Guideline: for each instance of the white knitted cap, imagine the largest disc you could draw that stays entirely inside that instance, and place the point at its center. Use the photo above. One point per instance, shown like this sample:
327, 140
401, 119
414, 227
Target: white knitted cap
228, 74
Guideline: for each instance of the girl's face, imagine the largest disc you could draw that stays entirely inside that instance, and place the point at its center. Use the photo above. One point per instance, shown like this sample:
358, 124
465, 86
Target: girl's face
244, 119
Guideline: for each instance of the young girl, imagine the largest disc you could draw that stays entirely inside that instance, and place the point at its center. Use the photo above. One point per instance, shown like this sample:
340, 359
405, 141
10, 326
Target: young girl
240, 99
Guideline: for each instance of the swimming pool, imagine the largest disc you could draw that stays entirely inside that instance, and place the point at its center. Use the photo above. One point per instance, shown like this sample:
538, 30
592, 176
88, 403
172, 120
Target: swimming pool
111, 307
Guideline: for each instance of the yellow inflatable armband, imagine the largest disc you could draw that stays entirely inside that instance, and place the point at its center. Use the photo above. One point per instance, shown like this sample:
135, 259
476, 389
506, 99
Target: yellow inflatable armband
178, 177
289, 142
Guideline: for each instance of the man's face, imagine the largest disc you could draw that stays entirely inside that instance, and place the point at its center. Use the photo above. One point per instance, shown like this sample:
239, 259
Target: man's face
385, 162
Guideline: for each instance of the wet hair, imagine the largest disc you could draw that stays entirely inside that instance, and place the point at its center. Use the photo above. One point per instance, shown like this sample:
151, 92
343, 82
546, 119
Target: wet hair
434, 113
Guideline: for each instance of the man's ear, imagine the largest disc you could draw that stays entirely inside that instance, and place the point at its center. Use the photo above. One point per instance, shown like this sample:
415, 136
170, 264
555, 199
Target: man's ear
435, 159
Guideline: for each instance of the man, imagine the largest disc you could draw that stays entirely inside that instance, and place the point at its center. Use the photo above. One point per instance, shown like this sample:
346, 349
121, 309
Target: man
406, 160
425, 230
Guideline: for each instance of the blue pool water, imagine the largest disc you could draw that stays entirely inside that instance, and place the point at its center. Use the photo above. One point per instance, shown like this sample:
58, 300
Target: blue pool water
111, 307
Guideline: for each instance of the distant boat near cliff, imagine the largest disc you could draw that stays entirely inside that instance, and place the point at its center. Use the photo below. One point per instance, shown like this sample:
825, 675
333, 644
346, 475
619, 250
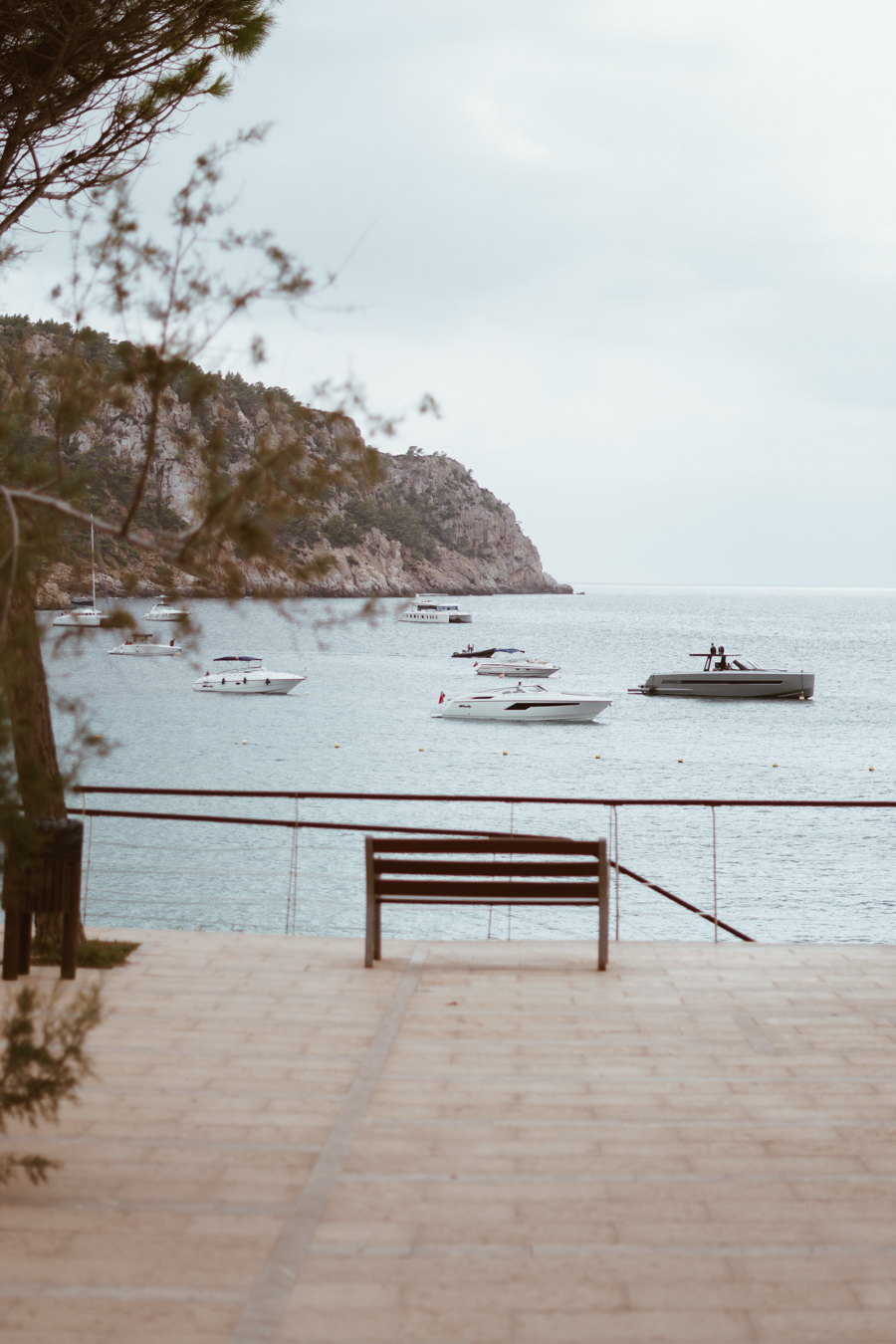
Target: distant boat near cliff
434, 609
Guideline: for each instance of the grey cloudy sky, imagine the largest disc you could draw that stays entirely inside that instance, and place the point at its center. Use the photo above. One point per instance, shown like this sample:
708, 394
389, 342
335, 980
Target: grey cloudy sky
642, 253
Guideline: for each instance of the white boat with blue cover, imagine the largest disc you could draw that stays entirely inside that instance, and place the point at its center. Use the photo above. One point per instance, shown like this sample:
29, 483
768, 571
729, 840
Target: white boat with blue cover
524, 705
241, 674
144, 647
434, 609
162, 610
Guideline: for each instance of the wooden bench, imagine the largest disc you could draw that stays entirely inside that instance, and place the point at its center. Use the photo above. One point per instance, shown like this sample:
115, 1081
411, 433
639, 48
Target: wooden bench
472, 872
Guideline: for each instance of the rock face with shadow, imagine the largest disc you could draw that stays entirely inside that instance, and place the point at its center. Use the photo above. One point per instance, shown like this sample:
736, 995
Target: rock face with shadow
426, 526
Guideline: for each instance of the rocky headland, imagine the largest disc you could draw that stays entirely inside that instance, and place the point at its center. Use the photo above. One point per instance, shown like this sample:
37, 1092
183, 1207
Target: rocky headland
425, 526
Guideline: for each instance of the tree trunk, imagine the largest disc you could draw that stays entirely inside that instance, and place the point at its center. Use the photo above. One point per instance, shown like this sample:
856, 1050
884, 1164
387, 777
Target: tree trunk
24, 682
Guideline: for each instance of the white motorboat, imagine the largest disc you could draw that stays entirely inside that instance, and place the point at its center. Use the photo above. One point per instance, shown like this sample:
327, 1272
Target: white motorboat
524, 705
80, 615
84, 610
246, 675
726, 676
516, 667
164, 611
144, 647
434, 609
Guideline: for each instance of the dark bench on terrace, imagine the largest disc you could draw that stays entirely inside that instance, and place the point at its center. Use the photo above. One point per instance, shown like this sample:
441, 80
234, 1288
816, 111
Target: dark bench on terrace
487, 872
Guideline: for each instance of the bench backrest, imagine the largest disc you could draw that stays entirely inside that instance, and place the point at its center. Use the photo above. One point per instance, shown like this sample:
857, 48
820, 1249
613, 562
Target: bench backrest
500, 871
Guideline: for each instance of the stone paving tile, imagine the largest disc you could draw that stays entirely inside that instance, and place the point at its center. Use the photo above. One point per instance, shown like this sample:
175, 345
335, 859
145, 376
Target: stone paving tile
697, 1145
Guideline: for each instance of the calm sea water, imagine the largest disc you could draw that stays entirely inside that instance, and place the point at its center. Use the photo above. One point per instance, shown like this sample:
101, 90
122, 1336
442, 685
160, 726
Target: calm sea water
781, 875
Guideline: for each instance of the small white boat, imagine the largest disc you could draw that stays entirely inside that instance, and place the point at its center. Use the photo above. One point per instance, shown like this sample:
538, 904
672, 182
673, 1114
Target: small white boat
524, 705
730, 678
80, 614
85, 610
434, 609
516, 667
164, 611
246, 675
144, 647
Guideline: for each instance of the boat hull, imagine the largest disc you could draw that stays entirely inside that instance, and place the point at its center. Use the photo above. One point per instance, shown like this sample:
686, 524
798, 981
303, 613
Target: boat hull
731, 686
251, 683
523, 709
146, 651
518, 669
85, 618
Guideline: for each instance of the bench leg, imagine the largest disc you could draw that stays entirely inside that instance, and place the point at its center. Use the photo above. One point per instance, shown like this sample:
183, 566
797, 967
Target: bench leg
603, 898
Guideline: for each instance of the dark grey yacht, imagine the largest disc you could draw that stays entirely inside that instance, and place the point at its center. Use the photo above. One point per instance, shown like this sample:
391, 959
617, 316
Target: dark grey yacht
730, 678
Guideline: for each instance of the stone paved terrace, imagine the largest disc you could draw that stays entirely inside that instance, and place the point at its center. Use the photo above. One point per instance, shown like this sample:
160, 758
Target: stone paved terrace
472, 1143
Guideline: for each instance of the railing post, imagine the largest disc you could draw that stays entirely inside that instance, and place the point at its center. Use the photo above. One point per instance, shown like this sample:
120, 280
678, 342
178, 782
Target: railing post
369, 949
42, 875
11, 944
603, 898
26, 921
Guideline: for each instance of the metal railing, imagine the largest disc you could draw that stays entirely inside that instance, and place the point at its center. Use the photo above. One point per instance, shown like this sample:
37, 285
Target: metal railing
480, 801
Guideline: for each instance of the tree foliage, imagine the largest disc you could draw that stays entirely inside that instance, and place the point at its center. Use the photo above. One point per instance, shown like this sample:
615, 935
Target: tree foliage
87, 87
42, 1064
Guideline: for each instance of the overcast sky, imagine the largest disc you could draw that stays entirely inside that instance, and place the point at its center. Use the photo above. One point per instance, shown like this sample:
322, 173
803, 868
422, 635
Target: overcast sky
642, 253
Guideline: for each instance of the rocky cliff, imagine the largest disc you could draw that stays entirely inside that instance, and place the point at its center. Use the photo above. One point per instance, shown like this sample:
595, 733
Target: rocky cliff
425, 526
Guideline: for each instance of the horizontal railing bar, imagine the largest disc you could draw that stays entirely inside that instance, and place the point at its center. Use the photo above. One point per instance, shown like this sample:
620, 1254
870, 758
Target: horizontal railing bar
522, 843
489, 797
583, 902
487, 870
508, 891
337, 825
276, 821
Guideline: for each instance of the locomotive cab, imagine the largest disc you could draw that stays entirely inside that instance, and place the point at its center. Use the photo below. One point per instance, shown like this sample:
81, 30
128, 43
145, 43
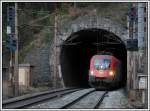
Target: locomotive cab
105, 70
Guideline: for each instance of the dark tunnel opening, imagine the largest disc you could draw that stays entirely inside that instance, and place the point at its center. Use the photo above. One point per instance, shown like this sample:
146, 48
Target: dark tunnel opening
78, 49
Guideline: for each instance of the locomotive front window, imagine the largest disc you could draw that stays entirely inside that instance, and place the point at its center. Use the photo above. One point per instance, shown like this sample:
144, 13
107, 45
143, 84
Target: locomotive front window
101, 64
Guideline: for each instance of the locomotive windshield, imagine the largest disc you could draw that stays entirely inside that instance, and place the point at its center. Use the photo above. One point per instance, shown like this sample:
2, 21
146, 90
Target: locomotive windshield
101, 64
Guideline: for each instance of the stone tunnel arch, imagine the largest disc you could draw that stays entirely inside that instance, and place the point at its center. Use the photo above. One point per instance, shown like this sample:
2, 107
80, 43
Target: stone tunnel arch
85, 30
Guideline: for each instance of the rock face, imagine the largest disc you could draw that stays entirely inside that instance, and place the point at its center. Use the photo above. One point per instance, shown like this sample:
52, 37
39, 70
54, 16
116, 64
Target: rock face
38, 58
65, 30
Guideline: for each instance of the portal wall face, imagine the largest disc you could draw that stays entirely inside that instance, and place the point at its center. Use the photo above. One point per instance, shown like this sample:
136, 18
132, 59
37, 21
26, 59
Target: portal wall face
82, 23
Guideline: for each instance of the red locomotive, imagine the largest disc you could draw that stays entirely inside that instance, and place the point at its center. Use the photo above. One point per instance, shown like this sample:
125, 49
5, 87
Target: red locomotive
105, 71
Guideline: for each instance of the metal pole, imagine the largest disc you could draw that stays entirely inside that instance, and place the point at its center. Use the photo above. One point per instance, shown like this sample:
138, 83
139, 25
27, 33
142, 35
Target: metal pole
16, 82
55, 48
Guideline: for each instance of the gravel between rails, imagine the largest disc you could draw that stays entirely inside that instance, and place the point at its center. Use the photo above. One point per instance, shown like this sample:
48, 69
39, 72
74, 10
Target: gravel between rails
60, 102
89, 101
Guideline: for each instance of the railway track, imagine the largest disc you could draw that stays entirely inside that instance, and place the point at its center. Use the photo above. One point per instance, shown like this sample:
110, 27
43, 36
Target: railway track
80, 103
31, 99
81, 99
68, 98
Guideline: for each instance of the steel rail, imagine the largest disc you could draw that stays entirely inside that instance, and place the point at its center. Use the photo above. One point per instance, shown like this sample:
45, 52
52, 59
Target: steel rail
100, 100
25, 101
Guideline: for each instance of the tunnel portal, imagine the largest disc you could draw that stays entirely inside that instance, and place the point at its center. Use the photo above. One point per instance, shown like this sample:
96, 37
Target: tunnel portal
78, 49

————

--- Exercise directions ---
Using the records above, give the count of lines with the word "below", and write nothing more.

--- Answer for the task ---
2